_STATED EXERCISE_
Give a verbatim repeat of the lines that run from the line containing "Note for the class: annotate every instance of the shoreline" to the end of the data below.

_DATA ROWS_

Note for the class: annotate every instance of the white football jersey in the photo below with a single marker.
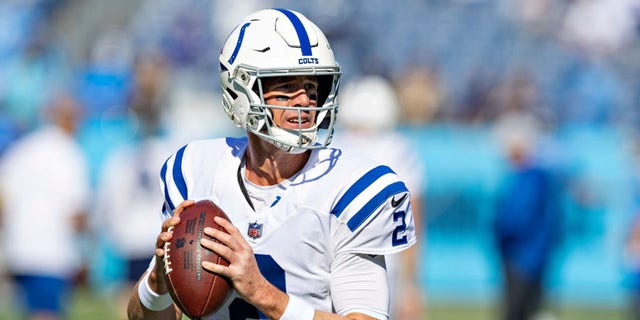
(336, 204)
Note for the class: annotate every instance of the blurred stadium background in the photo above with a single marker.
(575, 63)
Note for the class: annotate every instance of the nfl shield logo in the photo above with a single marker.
(255, 230)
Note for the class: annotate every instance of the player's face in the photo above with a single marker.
(292, 92)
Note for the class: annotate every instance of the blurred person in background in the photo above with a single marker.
(372, 134)
(528, 216)
(44, 187)
(631, 248)
(127, 186)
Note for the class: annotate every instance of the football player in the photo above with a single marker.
(309, 226)
(373, 135)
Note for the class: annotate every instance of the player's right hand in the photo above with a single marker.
(156, 279)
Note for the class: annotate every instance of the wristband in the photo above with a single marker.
(150, 299)
(297, 310)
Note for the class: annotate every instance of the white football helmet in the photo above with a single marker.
(277, 43)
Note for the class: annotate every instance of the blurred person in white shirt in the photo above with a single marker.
(44, 187)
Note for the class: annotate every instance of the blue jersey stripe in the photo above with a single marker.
(163, 176)
(374, 203)
(178, 177)
(358, 187)
(303, 37)
(238, 43)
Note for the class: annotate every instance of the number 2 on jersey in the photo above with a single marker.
(400, 229)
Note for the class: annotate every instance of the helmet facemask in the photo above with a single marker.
(242, 66)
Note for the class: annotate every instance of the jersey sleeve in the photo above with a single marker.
(373, 215)
(173, 183)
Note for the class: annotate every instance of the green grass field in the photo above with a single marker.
(88, 305)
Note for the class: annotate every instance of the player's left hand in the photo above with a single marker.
(243, 268)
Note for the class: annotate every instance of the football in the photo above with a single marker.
(196, 291)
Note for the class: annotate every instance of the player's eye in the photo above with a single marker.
(281, 98)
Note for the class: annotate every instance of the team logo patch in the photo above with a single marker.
(255, 230)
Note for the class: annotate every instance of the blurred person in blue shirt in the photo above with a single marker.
(528, 216)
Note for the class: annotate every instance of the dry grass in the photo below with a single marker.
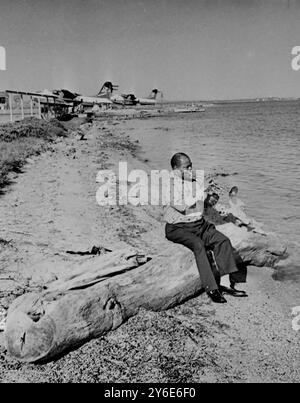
(21, 140)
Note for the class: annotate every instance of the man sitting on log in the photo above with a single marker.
(186, 225)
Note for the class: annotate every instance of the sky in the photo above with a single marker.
(189, 49)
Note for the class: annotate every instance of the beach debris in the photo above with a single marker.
(96, 250)
(102, 293)
(3, 313)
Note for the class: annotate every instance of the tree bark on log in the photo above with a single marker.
(106, 291)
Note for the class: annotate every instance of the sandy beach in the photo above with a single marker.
(50, 208)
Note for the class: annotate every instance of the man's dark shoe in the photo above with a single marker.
(216, 296)
(232, 286)
(232, 291)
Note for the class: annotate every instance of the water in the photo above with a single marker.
(259, 141)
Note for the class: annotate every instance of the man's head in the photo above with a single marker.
(233, 191)
(181, 162)
(213, 199)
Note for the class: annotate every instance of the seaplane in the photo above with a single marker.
(151, 100)
(107, 92)
(78, 99)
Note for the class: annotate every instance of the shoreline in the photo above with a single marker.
(246, 340)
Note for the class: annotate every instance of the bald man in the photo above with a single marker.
(185, 225)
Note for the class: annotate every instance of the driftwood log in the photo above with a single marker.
(104, 292)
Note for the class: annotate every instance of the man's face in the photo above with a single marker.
(185, 167)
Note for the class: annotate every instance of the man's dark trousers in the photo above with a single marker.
(199, 236)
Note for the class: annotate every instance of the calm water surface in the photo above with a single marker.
(258, 141)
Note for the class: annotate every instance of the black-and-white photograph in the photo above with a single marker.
(150, 194)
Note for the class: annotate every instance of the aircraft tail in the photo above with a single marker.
(107, 90)
(154, 92)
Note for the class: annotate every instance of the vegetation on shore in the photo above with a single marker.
(20, 140)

_FINISHED ANSWER_
Note for the class: annotate every instance of the shoreline in the photo above with a single marker.
(246, 340)
Note for the class: annotate every instance of the bald man in the photo above with a single marker.
(185, 225)
Note for the class: annotate every instance of the driftwood log in the photo above with a single marker.
(104, 292)
Note for the class: annotate every instance of the man's face in the photo above with a single marker.
(185, 167)
Note for the class: annotate every instance of the man's dark trousers in the photo above with a single marker.
(199, 236)
Note for the class: annotate every instance of the calm water surface in the photo above with a single marker.
(258, 141)
Note for the class: annotate every instance of the black-and-white photograph in the photo above with a single marker.
(150, 194)
Note for the class: annotate every instance of the aircraft tail in the photo above with a single marker.
(107, 90)
(154, 92)
Note for the class: annotate every instance of the vegetation on shore in the photo above with a single marker.
(20, 140)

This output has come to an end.